=== Attività da svolgere ===
A: Secondo l'articolo sull'elettrodo contro la depressione, su quale rivista sono stati pubblicati i risultati del gruppo di Helen Mayberg?
B: Prosegua l'articolo sull'elettrodo contro la depressione, riprendendo subito dopo la sua ultima frase.

=== Testo fornito ===
--------------------------------
Categorie: Salute

Un elettrodo contro la depressione

Un elettrodo impiantato nel cervello, capace di stimolare i circuiti neuronali e limitare i sintomi della depressione. Fino a due anni dopo l’inizio della terapia. Sono questi i risultati raggiunti da Helen Mayberg della Emory University in Atlanta (Georgia) e del suo team di ricerca, pubblicati su Archives of General Psychiatry. I primi a mostrare come la stimolazione elettrica del cervello riesca, a lungo termine, là dove le terapie tradizionali – farmacologiche e cognitive – contro la depressione profonda spesso falliscono. Anche se non si tratta ancora di una cura, precisano gli scienziati. 

“Uno dei maggiori traguardi raggiunti negli ultimi dieci anni è stato capire che la depressione è una malattia che colpisce i circuiti cerebrali”, ha spiegato a Nature News Thomas Schlaepfer, psichiatria dell’Università di Bonn, in Germania, che ha condotto ricerche simili a quelle svolte dai ricercatori statunitensi. Ma senza ottenere gli stessi risultati a lungo termine.

La differenza tra i due team riguarda i siti di stimolazione del cervello: i ricercatori tedeschi hanno impiantato degli elettrodi a livello del nucleus accumbens, mentre il gruppo di Atlanta li ha inseriti a livello dell’ area subcallosa del giro del cingolo. Entrambi, però, fanno parte dello stesso circuito cerebrale. L’idea alla base dello studio dei ricercatori statunitensi era quindi di agire su un target diverso da quello del team di Shlaepfer, ma che colpisse comunque lo stesso bersaglio, analizzando gli effetti su un lungo periodo di tempo.
--------------------------------
=== Informazioni fornite ===
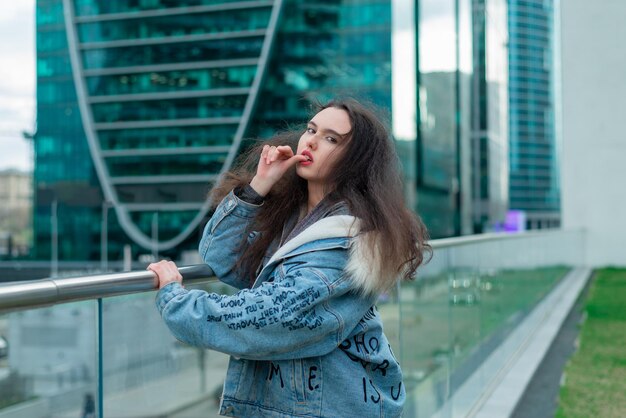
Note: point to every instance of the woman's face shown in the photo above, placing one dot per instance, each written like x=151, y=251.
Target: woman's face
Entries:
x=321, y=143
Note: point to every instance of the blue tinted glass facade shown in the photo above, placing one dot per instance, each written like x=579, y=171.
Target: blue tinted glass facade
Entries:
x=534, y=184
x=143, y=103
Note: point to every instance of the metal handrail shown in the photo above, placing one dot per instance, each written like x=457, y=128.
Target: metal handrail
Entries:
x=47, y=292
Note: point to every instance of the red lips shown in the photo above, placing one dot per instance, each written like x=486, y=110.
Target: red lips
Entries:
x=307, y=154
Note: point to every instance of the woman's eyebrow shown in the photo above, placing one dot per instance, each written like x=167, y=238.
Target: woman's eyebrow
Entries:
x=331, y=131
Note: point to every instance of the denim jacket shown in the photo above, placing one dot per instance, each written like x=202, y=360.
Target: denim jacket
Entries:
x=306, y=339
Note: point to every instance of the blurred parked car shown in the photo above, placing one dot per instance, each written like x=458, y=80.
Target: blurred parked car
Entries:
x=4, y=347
--------------------------------
=== Risultati delle attività ===
A: Su Archives of General Psychiatry.

B:
Per farlo, gli scienziati hanno reclutato 17 pazienti: 10 con disturbi depressivi maggiori, 7 affetti da disturbi bipolari, ai quali sono stati installati degli elettrodi nell’area subcallosa del cingolo (per effettuare una stimolazione profonda del cervello). Per escludere quindi un possibile effetto placebo, gli scienziati hanno fatto credere ai partecipanti che solo metà di loro avrebbe ricevuto la stimolazione immediatamente dopo l’intervento, gli altri invece avrebbero dovuto aspettare 4 settimane. In realtà nessuno di loro ha ricevuto la stimolazione e i ricercatori, osservando i risultati, hanno potuto escludere eventuali effetti placebo dovuti all’inserimento degli elettrodi. Nessuno aveva infatti ottenuto miglioramenti.

Quando invece è cominciata la sperimentazione vera e propria, i ricercatori hanno osservato che dopo due anni di stimolazione continua, in undici dei dodici pazienti arrivati alla fine dell’intero ciclo, la terapia ha eliminato o limitato a sintomi lievi i comportamenti depressivi. Sia nei pazienti con disturbi depressivi maggiori che quelli con disturbi bipolari. Non in tutti i casi, comunque, gli effetti del trattamento hanno cominciato a manifestarsi immediatamente dopo la stimolazione, a volte sono comparsi solo dopo un anno.

Tuttavia, prima dello sviluppo di una terapia antidepressiva basata sull’utilizzo degli elettrodi bisognerà aspettare ancora del tempo. In primo luogo infatti, precisano i ricercatori, malgrado i risultati positivi ottenuti sul lungo termine dal team di Atlanta, non si può parlare ancora di una cura: i sintomi compaiono di nuovo se la stimolazione è interrotta. E poi, come spiega Schlaepfer, bisogna ancora capire dove è meglio colpire: “Stiamo ancora cercando il bersaglio ottimale all’interno del circuito neuronale, così che il recupero possa essere più veloce per i pazienti”.

Via Wired.it

Anna Lisa Bonfranceschi

Giornalista scientifica, a Galileo Giornale di Scienza dal 2010. È laureata in Biologia Molecolare e Cellulare e oggi collabora principalmente con Wired e La Repubblica.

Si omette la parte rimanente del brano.